> [TEXTO]:
Cuando las elecciones parecen cada vez más lejanas, estamos asistiendo a un penoso espectáculo de “pactos”. Pero, “¿quién pacta con el enemigo?”, se lo pregunta Fernando Vallespín en El País. “Este es el residuo que ha dejado tras de sí la nueva ola populista, que ha contagiado a los demás partidos su visión schmittiana de la política y la glorificación del enfrentamiento existencial. La polarización sataniza a los adversarios e inmuniza, en consecuencia, frente al entendimiento. Las palabras, los relatos, importan. Son actos performativos. No es fácil pactar con alguien al que previamente has calificado de felón. Y esto hace que se cree una burbuja en el precio de los escaños si se busca la transversalidad”, añade.

> [Datos de localización de puntos]:
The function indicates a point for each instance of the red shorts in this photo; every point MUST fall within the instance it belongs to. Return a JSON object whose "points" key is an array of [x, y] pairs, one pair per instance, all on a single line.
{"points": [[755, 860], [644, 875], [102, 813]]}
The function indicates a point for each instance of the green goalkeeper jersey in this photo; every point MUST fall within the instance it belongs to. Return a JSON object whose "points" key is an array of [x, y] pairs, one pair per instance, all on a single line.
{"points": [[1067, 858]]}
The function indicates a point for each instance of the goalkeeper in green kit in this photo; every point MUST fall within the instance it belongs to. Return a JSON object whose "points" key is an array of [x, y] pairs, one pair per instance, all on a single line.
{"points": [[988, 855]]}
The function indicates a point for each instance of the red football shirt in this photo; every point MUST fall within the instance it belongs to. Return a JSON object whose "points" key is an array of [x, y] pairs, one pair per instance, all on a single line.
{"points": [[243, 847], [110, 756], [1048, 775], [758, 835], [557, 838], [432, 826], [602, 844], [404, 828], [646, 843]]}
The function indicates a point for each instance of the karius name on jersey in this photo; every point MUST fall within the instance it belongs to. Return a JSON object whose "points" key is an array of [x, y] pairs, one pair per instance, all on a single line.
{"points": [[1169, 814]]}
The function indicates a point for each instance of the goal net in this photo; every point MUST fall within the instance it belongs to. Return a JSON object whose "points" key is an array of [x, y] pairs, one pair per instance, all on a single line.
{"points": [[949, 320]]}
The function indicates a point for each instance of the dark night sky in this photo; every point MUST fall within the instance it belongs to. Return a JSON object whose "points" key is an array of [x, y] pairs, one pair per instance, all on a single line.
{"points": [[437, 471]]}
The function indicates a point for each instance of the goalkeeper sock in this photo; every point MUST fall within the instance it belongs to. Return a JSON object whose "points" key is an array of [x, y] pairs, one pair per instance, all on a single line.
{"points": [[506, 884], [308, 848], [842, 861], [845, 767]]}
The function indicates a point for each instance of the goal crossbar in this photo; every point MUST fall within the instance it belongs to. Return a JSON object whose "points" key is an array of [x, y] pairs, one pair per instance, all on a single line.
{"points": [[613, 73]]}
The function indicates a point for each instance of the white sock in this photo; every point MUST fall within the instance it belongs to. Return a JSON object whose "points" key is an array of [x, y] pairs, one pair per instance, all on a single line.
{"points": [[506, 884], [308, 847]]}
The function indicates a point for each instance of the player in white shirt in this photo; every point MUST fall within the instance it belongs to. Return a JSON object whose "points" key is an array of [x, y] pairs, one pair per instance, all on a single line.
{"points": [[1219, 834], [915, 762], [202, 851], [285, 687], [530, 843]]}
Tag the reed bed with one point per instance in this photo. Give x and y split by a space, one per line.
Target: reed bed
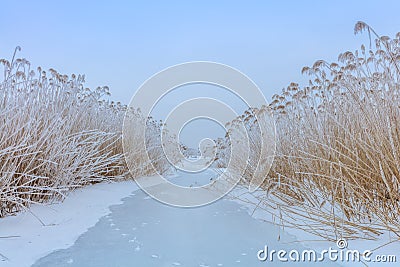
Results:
56 135
336 172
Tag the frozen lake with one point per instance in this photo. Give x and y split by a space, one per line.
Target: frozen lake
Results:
145 232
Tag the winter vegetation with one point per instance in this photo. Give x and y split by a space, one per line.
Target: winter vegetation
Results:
337 165
56 135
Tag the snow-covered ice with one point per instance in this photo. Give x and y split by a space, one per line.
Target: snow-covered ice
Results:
109 225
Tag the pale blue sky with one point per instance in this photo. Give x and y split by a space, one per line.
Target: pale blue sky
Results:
122 43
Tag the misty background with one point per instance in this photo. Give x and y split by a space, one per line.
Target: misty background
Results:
124 43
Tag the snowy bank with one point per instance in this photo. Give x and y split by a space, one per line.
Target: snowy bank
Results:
30 235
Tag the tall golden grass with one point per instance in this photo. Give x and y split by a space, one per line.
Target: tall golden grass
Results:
57 135
336 172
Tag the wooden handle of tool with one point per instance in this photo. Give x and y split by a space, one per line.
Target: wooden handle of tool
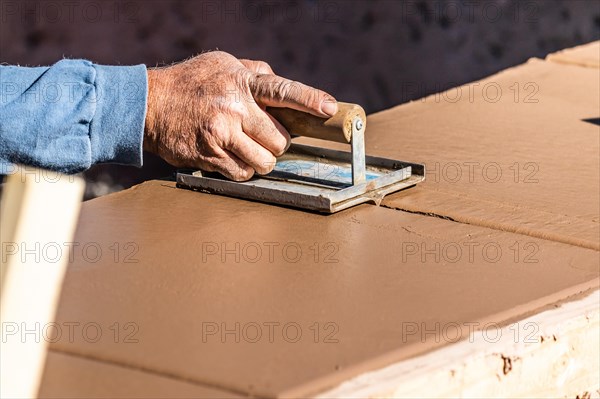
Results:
338 128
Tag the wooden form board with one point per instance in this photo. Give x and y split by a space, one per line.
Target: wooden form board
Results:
38 211
193 278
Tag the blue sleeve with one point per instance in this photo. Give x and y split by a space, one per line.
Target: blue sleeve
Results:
71 115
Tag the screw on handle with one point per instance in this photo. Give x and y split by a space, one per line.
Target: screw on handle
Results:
338 128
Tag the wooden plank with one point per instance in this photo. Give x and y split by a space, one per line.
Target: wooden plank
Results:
39 213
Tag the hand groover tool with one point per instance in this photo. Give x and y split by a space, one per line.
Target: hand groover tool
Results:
316 178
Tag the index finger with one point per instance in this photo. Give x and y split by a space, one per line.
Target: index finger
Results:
275 91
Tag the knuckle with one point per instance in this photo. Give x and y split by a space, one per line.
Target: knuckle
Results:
266 165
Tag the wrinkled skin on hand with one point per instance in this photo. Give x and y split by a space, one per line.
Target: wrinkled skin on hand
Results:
209 113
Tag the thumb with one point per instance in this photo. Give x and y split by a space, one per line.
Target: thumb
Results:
275 91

> [INSTRUCCIONES]:
Prolonga el texto sobre los pactos políticos y la polarización a partir de su última oración. Las filas no guardan relación con el texto.

> [RESPUESTA]:
Pero en este contexto, Manuel Valls y Nicolás Redondo Terreros creen que tenemos una gran oportunidad. “Hoy en sucesivas elecciones, los ciudadanos españoles han abierto la posibilidad de volver a esa política de entendimiento en las grandes cuestiones que nos afectan, y rechazarla sería una gravísima frivolidad, sólo entendida por el triunfo entre nuestros políticos del egoísmo tribal sobre los intereses generales. Tal vez iría mejor a todos los españoles si nuestros representantes pusieran más interés en imitar a sus antecesores que en nombrarlos, muchas veces exclusivamente para tapar alguna vergüenza”.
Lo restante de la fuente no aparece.